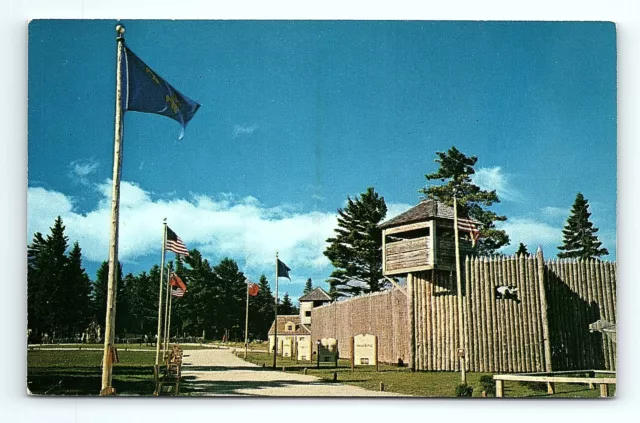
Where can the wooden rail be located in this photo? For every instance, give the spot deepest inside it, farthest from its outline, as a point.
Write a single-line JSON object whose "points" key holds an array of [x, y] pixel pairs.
{"points": [[551, 378]]}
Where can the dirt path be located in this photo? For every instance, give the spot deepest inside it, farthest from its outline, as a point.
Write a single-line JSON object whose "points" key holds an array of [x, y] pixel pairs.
{"points": [[220, 373]]}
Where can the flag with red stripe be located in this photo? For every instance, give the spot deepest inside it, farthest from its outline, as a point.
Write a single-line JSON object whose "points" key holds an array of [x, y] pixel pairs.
{"points": [[471, 226], [175, 244]]}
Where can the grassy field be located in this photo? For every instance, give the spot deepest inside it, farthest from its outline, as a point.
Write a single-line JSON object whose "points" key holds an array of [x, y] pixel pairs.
{"points": [[79, 372], [424, 384]]}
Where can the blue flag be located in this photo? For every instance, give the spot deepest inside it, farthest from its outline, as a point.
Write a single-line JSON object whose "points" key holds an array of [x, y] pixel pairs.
{"points": [[283, 270], [144, 91]]}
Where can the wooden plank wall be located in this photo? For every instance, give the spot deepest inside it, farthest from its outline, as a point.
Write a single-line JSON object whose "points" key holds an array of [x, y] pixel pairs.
{"points": [[500, 335], [383, 314]]}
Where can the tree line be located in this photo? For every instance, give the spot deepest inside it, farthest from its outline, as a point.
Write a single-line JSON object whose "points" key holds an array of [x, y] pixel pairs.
{"points": [[355, 250], [63, 302]]}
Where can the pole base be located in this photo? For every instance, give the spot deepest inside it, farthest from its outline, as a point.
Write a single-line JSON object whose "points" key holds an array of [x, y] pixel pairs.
{"points": [[107, 392]]}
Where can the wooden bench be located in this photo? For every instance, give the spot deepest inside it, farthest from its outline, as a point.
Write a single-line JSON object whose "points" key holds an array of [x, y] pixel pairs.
{"points": [[167, 377], [588, 377]]}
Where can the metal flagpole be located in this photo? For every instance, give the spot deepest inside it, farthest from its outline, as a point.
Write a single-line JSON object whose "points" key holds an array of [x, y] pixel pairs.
{"points": [[461, 352], [109, 331], [166, 309], [275, 324], [159, 335], [246, 324]]}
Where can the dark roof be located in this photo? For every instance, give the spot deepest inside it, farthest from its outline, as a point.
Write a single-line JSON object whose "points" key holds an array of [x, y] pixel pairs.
{"points": [[317, 294], [427, 209], [300, 329]]}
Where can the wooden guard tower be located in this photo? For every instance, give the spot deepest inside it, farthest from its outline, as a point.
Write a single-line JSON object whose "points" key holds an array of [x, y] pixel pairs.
{"points": [[422, 238]]}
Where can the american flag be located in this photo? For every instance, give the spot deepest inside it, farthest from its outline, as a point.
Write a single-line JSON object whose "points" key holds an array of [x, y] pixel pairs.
{"points": [[470, 226], [175, 244], [178, 292]]}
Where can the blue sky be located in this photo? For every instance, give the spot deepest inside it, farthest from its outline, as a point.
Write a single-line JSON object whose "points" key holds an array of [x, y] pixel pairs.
{"points": [[296, 115]]}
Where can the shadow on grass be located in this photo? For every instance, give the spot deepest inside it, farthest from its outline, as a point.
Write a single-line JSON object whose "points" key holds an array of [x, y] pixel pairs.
{"points": [[86, 381]]}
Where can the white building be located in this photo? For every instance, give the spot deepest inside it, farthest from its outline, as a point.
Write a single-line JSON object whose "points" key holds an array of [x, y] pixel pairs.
{"points": [[294, 331]]}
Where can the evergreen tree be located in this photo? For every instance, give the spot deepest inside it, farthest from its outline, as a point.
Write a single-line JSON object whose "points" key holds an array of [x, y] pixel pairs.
{"points": [[356, 249], [78, 293], [265, 303], [522, 250], [579, 239], [308, 287], [455, 172]]}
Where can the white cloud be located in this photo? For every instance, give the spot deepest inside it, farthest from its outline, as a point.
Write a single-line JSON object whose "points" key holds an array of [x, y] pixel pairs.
{"points": [[530, 232], [241, 228], [394, 209], [492, 178], [239, 130], [79, 170], [555, 212]]}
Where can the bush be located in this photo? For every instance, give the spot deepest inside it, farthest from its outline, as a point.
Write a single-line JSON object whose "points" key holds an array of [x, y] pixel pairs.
{"points": [[464, 390], [488, 385]]}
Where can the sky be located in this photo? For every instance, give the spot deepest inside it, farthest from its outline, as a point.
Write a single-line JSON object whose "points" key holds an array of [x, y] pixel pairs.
{"points": [[298, 115]]}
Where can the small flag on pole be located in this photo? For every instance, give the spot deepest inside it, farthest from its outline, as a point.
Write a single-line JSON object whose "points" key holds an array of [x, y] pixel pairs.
{"points": [[175, 244], [176, 281], [283, 270], [144, 91], [470, 226]]}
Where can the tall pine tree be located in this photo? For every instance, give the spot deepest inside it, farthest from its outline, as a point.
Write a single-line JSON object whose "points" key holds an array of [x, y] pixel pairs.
{"points": [[579, 239], [455, 174], [356, 249]]}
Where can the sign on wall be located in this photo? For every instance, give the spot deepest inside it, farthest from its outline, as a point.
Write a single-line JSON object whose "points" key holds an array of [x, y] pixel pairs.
{"points": [[365, 350], [328, 350]]}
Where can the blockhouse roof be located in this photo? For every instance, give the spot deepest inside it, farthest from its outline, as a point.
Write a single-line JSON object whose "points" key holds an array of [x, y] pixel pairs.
{"points": [[427, 209], [317, 294]]}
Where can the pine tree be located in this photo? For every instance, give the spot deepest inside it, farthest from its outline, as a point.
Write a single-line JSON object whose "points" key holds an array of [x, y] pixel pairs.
{"points": [[522, 250], [356, 249], [308, 287], [78, 293], [455, 172], [579, 239]]}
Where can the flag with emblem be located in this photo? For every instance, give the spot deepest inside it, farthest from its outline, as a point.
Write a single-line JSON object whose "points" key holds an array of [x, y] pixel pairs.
{"points": [[176, 282], [145, 91], [253, 289]]}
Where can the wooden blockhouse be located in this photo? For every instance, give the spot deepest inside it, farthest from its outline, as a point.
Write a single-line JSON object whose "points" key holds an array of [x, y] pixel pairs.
{"points": [[422, 238]]}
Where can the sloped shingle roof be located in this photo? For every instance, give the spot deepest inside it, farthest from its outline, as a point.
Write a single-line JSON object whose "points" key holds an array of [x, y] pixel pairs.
{"points": [[427, 209], [295, 319], [317, 294]]}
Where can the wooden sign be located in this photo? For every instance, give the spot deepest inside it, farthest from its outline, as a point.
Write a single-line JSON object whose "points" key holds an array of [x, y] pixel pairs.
{"points": [[365, 350]]}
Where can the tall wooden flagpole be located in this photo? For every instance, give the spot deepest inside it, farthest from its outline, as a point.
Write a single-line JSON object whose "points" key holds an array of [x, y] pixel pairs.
{"points": [[275, 324], [159, 334], [246, 323], [461, 352], [166, 309], [109, 330]]}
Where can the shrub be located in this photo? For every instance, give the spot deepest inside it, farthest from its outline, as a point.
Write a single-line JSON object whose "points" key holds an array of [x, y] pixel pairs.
{"points": [[464, 390], [488, 385]]}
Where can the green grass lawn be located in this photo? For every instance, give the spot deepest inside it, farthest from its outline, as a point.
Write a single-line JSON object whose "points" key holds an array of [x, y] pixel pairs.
{"points": [[423, 384], [79, 372]]}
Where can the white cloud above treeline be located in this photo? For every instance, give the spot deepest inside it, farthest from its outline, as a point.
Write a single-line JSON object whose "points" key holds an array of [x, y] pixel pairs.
{"points": [[229, 225]]}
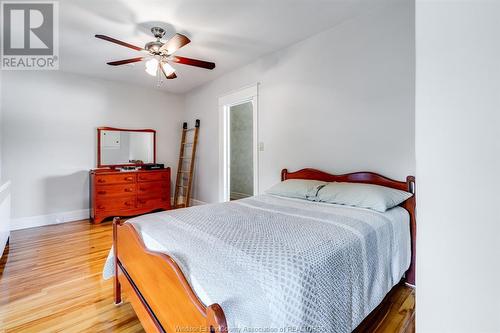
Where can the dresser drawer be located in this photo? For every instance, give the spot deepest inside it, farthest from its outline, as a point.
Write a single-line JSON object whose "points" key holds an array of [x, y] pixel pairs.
{"points": [[114, 190], [153, 176], [116, 203], [152, 187], [144, 201], [115, 179]]}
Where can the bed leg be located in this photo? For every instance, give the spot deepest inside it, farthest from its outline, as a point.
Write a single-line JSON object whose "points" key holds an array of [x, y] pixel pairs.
{"points": [[116, 283], [216, 320]]}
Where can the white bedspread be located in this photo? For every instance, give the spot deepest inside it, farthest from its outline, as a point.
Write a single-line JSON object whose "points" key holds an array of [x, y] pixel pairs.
{"points": [[286, 265]]}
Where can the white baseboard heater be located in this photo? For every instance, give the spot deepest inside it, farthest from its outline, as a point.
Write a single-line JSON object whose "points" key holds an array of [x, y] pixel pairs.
{"points": [[4, 215]]}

::::::::::

§ GIVEN REQUEST
Starting at the line that contains "Where can the white baseboard" and continuing to the end of the listing, rewrite those lines with "baseboard heater" replaced by "wall radiator" and nothing else changed.

§ ANSWER BELOW
Where can the white wall radiator be located in this photo? For every instance, give the spot deepest inside it, farthest from its outline, as a point.
Write a single-line JSON object whose "points" key holds an array of [x, y] pixel pairs.
{"points": [[4, 215]]}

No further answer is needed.